PROBLEM TO SOLVE
Could you write out again every line, starting with the line that contains "Could you point out the neighbor house" and going on through the end of the items, adding 78 to each coordinate in the answers? Leave the sample coordinates and all other lines unchanged.

(Object point labels)
........
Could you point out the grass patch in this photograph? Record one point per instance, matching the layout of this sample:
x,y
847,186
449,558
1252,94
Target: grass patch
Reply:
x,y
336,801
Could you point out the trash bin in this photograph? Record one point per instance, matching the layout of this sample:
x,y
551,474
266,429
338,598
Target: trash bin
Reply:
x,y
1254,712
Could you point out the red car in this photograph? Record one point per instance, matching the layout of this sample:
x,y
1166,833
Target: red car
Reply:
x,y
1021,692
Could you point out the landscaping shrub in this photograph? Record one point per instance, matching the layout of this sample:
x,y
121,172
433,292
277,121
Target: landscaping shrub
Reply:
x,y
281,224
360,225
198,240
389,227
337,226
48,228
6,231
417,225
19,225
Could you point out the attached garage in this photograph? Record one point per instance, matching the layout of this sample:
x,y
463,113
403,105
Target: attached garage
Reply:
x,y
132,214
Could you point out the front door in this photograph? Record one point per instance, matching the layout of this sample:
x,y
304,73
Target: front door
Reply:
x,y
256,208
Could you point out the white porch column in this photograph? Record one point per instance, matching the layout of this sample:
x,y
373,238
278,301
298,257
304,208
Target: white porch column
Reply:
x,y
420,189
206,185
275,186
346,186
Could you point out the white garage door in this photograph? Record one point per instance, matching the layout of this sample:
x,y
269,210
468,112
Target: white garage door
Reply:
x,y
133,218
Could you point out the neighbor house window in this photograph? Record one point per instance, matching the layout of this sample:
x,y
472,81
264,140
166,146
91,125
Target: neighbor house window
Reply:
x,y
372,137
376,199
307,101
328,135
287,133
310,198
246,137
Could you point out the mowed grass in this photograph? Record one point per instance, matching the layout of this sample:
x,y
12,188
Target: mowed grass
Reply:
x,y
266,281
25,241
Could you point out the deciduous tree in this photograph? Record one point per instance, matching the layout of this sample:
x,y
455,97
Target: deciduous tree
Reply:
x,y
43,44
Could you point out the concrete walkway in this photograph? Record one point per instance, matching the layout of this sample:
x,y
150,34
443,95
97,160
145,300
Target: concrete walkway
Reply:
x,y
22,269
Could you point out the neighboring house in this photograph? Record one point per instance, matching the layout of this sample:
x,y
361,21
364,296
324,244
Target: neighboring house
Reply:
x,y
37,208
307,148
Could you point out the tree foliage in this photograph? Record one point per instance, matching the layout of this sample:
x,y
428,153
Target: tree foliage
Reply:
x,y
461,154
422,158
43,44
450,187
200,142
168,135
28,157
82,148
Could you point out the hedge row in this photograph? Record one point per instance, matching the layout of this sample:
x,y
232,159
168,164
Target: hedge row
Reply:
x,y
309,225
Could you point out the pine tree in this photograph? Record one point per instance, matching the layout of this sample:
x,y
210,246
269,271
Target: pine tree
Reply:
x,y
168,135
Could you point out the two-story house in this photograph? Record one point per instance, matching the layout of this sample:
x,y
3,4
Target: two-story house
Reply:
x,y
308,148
........
RESPONSE
Could you point out the neighbor house window in this photograph? Record one point per instance, matching the layout of this sample:
x,y
472,81
264,140
166,146
91,125
Target: neighbor house window
Reply:
x,y
450,215
454,277
385,179
406,213
365,211
388,276
324,215
Could you point out the mowed grass in this photograph? Record one point per instance, matching the layout of this sample:
x,y
12,188
Target: mowed grass
Reply:
x,y
344,359
103,319
Could you point out the deciduous tree in this photograph? Record one point per instance, matching the layout of this sample:
x,y
455,97
Target: deciduous tree
Reply:
x,y
121,122
Could you point out the concrete walkway in this photograph? Record one point per instance, matching the layout of this sample:
x,y
150,34
443,95
97,160
145,300
Target: concrete walkway
Reply:
x,y
100,347
Could you point out the neighboring house in this photograph? Record one point per instance, matching the layout of this sample:
x,y
361,21
364,296
324,244
Target: neighboring house
Reply:
x,y
115,286
385,226
Could you point out the tree foliage in this photograph? Record one point per instance, matching the layout of this sample:
x,y
428,153
Target: tree foliage
Reply:
x,y
539,232
500,236
121,122
528,265
278,220
246,213
106,235
160,226
Could you point out the hedge row in this photograph? Record one point per instance, matching the layout of this sample:
x,y
232,159
168,164
Target: hedge row
Reply:
x,y
387,303
Could you point out the pine tree in this photograph? Record one point per instance, matching the layout of this sample:
x,y
210,246
269,271
Target: pine tree
Reply:
x,y
246,213
Could you point out the two-story house in this photograph? Record one point per instance, matching the layout of this sample:
x,y
3,4
Target: two-story house
Reply:
x,y
386,226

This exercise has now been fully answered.